[Passage provided]
_ _ _ _ _
The problem seems to be the worst on Monday, after a weekend flurry of younger off-spring doing a hurried job in an effort to fill their suitcases with clean items for the coming week at school. Obviously the school items are not in question as they have traveled safely by train to Stuttgart.

It is the other bits of clothing that concern me. The things that were tumbling in the dryer when they arrived which are so carelessly dropped hither and thither in the laundry room with no regard to neatness, folding or permanent pressing of the item into a ball.

Now, when the item in question was their father’s shirt, this leads to a most unsightly appearance. I am no more thrilled when it is items of mine unheedingly thrust out into coolness, wadded up and disposed of ignominiously on the counter whether they topple into the sink.

There also seems to be a complete lack of folding and taking to the room those items which are not perceived to be of immediate use.

Over the course of a couple of weeks, there has built up such an excess that the tops of the utilities are no longer visible.

The man of the house is not completely blameless as he has been known to, with all good intentions, start a load and forget about it. As you all know, forgetting about a load of wash is not a really grand idea. If left for too long a time period, the odor requires a re-cleansing prior to acquainting the items with the principles of dryness.

This past weekend, with due respect to my teenagers, I refrained from doing my own laundry feeling that I would have time after they left for the Internat.

This evening, upon my arrival and after getting the lonely dog somewhat calmed down, I grasped the overfull laundry basket which seemed to contain a number of items that did not rightfully belong there. After duly sorting out such things as slippers, belts and two clean t-shirts, I carried the load down to the lower level. The light was still shining in the room, casting clearly on a scene of complete untidiness.

There was a basket of items which seemed to be holdovers for such objects as really had no home in any linen closet or drawer. There were towels, bedding and clothing heaped to the point of peril on all flat surfaces, while the doors of both washer and dryer hung forlornly open. Additionally, the downstairs laundry bin was residing in the cramped space, blocking my entrance.
_ _ _ _ _
[Information shown]
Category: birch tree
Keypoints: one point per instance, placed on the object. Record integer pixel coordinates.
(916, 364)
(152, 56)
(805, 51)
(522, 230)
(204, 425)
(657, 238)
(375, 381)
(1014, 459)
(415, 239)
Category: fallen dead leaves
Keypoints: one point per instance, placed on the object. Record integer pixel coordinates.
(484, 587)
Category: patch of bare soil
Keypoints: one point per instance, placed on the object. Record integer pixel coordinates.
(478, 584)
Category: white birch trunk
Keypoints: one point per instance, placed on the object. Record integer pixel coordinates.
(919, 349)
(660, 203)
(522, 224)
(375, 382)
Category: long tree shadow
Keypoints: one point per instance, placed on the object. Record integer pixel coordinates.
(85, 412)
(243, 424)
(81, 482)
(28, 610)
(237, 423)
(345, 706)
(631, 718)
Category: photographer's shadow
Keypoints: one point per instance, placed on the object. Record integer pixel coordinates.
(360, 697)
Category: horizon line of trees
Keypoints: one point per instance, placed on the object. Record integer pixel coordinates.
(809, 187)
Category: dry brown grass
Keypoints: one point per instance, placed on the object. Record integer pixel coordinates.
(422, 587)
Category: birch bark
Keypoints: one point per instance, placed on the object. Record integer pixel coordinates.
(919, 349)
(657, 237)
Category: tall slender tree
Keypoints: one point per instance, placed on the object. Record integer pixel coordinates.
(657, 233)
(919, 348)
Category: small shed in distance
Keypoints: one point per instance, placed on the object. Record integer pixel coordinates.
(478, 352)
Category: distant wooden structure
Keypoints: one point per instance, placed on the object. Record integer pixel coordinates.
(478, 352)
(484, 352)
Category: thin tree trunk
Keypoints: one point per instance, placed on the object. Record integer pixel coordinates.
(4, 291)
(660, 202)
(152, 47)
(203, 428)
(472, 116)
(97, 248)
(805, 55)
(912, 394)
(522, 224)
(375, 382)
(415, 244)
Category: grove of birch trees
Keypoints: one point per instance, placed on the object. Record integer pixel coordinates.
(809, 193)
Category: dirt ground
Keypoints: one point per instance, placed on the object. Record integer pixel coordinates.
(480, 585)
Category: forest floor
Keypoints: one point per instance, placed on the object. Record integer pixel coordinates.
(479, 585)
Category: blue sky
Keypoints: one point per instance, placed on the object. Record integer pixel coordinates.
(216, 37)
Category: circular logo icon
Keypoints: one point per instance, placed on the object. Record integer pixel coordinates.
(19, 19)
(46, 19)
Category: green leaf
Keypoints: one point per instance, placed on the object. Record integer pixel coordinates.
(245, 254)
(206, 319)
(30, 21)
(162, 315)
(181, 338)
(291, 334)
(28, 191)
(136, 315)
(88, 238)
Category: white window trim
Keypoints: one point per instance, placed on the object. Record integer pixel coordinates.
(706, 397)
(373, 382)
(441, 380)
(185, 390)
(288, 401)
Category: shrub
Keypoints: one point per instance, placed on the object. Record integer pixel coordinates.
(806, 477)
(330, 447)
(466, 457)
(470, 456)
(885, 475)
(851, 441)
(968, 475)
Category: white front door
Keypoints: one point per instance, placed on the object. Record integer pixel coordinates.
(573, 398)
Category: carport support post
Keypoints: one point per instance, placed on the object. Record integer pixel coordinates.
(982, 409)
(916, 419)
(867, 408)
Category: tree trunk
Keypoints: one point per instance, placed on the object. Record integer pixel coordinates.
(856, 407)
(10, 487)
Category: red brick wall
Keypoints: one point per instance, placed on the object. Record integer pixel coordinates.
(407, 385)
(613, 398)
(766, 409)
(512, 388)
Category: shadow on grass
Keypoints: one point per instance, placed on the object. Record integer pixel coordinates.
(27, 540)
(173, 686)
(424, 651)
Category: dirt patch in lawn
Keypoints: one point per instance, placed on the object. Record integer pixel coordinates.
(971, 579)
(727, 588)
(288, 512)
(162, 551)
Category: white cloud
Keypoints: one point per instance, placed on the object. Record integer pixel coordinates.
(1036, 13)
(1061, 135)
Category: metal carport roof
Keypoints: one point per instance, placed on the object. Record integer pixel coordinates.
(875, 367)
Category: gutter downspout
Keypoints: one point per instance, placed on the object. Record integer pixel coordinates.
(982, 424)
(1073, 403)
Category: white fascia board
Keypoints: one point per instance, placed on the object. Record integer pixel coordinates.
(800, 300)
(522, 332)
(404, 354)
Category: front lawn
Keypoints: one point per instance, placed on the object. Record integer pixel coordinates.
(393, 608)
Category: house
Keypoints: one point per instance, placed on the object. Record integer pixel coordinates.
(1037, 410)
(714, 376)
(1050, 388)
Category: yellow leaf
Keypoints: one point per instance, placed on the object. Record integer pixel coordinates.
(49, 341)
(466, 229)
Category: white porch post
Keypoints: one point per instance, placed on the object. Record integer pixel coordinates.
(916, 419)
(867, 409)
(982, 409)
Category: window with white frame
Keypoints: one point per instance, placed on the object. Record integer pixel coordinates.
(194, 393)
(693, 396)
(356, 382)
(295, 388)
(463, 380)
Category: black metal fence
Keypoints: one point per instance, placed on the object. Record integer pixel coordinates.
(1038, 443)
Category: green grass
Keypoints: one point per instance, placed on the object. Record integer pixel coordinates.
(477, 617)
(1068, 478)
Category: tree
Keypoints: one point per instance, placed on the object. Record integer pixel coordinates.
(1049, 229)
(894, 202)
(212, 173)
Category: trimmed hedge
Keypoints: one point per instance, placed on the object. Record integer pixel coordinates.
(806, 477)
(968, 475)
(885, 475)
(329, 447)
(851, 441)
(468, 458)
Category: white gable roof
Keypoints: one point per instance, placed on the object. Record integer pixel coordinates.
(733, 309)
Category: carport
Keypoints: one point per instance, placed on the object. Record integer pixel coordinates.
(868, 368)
_ _ _ _ _
[Problems to solve]
a: Sum up the laundry-room piece in two sentences.
b: Using the laundry-room piece, decide whether each statement agrees with it, answering yes or no and quoting the words that decide it.
(i) The school items traveled by train to Stuttgart.
(ii) The writer did laundry this past weekend.
(iii) The light in the laundry room was off when the writer arrived.

[Responses for each task]
a: The writer complains that family members, especially the teenagers rushing on weekends to pack clean clothes for school, leave items from the dryer dropped and unfolded around the laundry room, and the man of the house sometimes starts a load and forgets it. After putting off laundry over the weekend, the writer came down one evening to find towels, bedding and clothing heaped on every flat surface, both machine doors open, and the laundry bin blocking the entrance.

b:
(i) Yes: "they have traveled safely by train to Stuttgart."
(ii) No: "I refrained from doing my own laundry"
(iii) No: "The light was still shining in the room"